• Problem description: Transcribe exactly, and only, the lines from the one containing "Task: kindly identify the sky" through the last line of the data.

------------------------

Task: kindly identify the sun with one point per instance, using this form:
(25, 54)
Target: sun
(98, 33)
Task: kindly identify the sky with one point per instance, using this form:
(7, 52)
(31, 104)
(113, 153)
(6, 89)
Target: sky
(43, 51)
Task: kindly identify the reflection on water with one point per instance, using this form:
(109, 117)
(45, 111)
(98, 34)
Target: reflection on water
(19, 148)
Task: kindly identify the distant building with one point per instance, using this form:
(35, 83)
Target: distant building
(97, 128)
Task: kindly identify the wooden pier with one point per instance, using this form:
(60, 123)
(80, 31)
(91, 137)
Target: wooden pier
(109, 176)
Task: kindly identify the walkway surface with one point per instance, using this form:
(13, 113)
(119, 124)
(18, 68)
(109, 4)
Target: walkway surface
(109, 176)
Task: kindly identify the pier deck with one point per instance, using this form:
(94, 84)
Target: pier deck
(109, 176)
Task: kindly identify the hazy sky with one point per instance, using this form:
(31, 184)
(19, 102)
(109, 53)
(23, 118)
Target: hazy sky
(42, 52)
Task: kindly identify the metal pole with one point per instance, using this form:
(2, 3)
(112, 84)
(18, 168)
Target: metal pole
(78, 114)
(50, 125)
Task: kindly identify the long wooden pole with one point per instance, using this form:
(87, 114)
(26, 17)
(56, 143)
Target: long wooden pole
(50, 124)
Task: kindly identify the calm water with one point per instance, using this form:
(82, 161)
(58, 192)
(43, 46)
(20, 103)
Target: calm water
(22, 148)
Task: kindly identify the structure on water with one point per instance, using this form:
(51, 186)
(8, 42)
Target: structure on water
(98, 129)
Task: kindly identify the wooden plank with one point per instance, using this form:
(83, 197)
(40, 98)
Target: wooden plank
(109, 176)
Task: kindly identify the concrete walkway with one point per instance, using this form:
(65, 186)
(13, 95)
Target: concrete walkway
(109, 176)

------------------------

• Exercise answer:
Task: kindly identify the sky with one point per instance, using this form:
(7, 52)
(31, 104)
(113, 153)
(6, 89)
Target: sky
(43, 51)
Task: kindly identify the reflection on water with one point per instance, using this form:
(109, 117)
(45, 111)
(98, 34)
Target: reflection on water
(19, 148)
Task: kindly identify the distant building with one point per instance, using this form:
(35, 83)
Target: distant building
(97, 128)
Task: kindly identify the wooden pier with one point per instance, using this form:
(60, 123)
(80, 31)
(91, 137)
Target: wooden pier
(109, 176)
Task: kindly identify the walkway surface with one point per instance, using this form:
(13, 113)
(119, 124)
(18, 68)
(109, 4)
Target: walkway surface
(109, 176)
Task: kindly identify the pier deck with one point per instance, using this form:
(94, 84)
Target: pier deck
(109, 176)
Task: kindly identify the hazy sky with one point per instance, using this form:
(31, 184)
(19, 102)
(109, 53)
(23, 118)
Target: hazy sky
(42, 52)
Task: kindly identify the metal pole with one point per instance, using this form:
(2, 3)
(112, 84)
(18, 168)
Target: metal pole
(78, 114)
(50, 125)
Task: kindly identify the long wooden pole with one point per instance, using this form:
(87, 114)
(26, 17)
(56, 143)
Target: long wooden pole
(50, 124)
Task: kindly identify the calm water with one point per instance, using this form:
(82, 161)
(58, 192)
(43, 46)
(20, 103)
Target: calm water
(22, 148)
Task: kindly identify the structure on water with one point per instance, using this form:
(51, 186)
(8, 42)
Target: structure on water
(98, 129)
Task: kindly identify the wooden plank with one point per instance, using this form:
(83, 197)
(40, 98)
Target: wooden plank
(109, 176)
Task: kindly identify the concrete walkway with one point per instance, using this form:
(65, 186)
(13, 95)
Target: concrete walkway
(109, 176)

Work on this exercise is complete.